> **STUDY MATERIAL**:
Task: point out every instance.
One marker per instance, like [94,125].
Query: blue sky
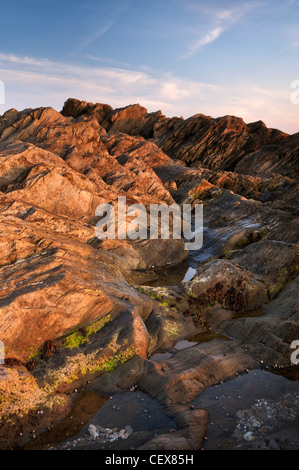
[181,56]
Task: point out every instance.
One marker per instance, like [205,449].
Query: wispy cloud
[34,82]
[92,37]
[217,21]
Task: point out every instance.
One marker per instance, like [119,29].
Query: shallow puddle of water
[84,407]
[206,336]
[248,408]
[143,414]
[169,276]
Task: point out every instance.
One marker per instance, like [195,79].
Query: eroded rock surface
[74,310]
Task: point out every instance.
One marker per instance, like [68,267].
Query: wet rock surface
[105,317]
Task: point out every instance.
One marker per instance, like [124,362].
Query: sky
[182,57]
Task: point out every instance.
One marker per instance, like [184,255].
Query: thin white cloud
[92,37]
[32,82]
[217,22]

> **WHAT TO DO**: Across the whole listing above, find every line with the string "like" and copy it.

> **EXERCISE OUTPUT**:
One marker per instance, like [94,125].
One marker per instance, like [205,449].
One marker per instance, like [119,29].
One marker per instance, like [195,79].
One marker per instance, like [68,267].
One marker per instance, like [124,362].
One marker per instance, like [184,255].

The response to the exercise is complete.